Restate the records in their entirety, word for word.

## Recorded data
########

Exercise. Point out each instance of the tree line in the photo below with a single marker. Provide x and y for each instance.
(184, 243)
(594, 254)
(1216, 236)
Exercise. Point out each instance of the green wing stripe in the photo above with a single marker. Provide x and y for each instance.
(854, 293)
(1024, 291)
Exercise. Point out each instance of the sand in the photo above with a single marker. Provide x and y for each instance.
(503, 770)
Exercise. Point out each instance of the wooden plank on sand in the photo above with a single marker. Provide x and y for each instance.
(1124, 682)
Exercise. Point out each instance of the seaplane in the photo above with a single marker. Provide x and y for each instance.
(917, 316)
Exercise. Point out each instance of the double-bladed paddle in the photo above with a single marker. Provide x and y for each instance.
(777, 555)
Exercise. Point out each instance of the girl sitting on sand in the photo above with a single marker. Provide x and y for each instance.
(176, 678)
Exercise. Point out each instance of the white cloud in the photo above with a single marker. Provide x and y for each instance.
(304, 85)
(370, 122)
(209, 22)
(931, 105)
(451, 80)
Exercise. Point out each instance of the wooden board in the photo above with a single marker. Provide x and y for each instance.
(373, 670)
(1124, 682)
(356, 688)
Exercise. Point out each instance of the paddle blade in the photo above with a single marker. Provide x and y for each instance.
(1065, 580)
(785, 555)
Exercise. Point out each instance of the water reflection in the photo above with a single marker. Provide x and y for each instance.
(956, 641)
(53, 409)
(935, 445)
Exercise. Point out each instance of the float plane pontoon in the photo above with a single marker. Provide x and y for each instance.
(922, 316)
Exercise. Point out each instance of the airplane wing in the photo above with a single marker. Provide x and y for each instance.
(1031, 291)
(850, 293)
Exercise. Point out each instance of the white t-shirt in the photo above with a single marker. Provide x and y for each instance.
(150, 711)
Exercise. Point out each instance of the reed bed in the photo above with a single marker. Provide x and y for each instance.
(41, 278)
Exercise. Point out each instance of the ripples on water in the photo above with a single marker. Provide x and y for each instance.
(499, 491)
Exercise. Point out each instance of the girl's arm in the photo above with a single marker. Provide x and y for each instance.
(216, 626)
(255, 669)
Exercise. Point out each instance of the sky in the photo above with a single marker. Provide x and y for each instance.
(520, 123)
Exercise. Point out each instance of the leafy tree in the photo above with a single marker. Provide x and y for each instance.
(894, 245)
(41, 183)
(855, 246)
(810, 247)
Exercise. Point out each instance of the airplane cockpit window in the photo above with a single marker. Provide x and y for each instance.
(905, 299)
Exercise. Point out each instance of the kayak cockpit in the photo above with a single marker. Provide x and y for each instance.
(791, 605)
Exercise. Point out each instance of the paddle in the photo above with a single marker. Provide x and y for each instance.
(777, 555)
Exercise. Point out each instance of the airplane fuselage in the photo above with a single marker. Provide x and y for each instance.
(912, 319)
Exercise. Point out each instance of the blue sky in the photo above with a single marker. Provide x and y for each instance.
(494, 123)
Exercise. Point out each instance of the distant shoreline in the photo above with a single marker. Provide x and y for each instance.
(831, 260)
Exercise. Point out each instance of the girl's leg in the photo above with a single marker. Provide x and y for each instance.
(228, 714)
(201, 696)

########

## Exercise result
Exercise. Point out each instance of the tree line in the photo below with a single marker. Provide x and y for each instance.
(184, 243)
(594, 254)
(1216, 236)
Exercise. Point out each instance of the green wing stripe in the photo above with a single marker. Provide x and y for each instance.
(854, 293)
(1024, 291)
Exercise. Point out each instance of the sand in the photo above with a single marker. Provide x and y for each instance.
(503, 770)
Exercise. Point out each instance of the wooden plank on sand in the photo above with a single marker. Provide x and y for each instance.
(1124, 682)
Exercise. Point out each instance of the seaplane in the photo above with a single marker. Provide x and y for each instance.
(917, 316)
Exercise. Point out each instance of the double-bladed paddle in the photo above with a single marker. Provide x and y for each instance.
(777, 555)
Exercise. Point out each instance of the girl sitting on sand in the photo above with a single marker. Provide x and y for each instance.
(176, 678)
Exercise. Point out each instance of the white cloud in the photo above with a single marker. Provide x and y for each instance.
(304, 85)
(370, 122)
(209, 22)
(931, 105)
(451, 80)
Exercise. Point out each instance of the wooden board in the photo above with a single marker. Provide x and y for each instance.
(373, 670)
(1124, 682)
(356, 688)
Exercise. Point out each instance of the paddle blade in the photo above with a single marker. Provide x and y for each instance.
(1065, 580)
(785, 555)
Exercise. Point out each instance of the water reflection in the photo above with a single marker. Provide x and y for each instance.
(956, 641)
(53, 409)
(935, 445)
Exercise. Point out each instance of the float plane pontoon in the photo above with a single marker. Provide x and y for each instance.
(922, 316)
Exercise. Point out each instance of the airplane wing in the photo above with a single marker. Provide x and y for each instance.
(1031, 291)
(850, 293)
Exercise. Point out each instance of the white t-shirt in the photo above with a single marker. Provide x and y for each instance.
(150, 711)
Exercise. Point out each instance of the reed bed in the photo above with a single marker. Provide x and y for each instance.
(41, 278)
Exercise. Point out each instance of the ripples on water in the photo above with a single marker. Provide x and y for each instance.
(499, 491)
Exercise. Point out each instance of the girl's arm in the photo above with a single marker. Provide x and y for each instance.
(216, 626)
(255, 669)
Exercise. Point out each instance of the sky in the photo above with a single marker. Provide x and y for each instance.
(520, 123)
Exercise. Point out each instance of the leafy tree in the photo above with a single marker. Provide x and y for each instance.
(894, 245)
(41, 183)
(855, 246)
(810, 247)
Exercise. Point out each instance of the airplane cockpit window in the photo above with a single marker. Provide x and y for each instance.
(905, 299)
Exercise. Point out each instance of the kayak cockpit in the photo above with a single marker. Provide x and y for each instance.
(791, 605)
Exercise. Point out each instance of the paddle in the photo above with a single marker. Provide x and y for each instance.
(777, 555)
Exercise. Point out each instance of the airplane fuselage in the photo above with a single marker. Provide x and y for each instance.
(912, 319)
Exercise. Point out each instance of the blue sky in the photo above with a single marker. Provide x and y for each instance.
(494, 123)
Exercise. Point out each instance of the distant shoreline in the photo above with a single marker. Provide x and y for each instance.
(831, 260)
Exercise. Point out each instance of the girl's leg in the photo above with a single marker. Provide x and y for each instance.
(228, 714)
(201, 696)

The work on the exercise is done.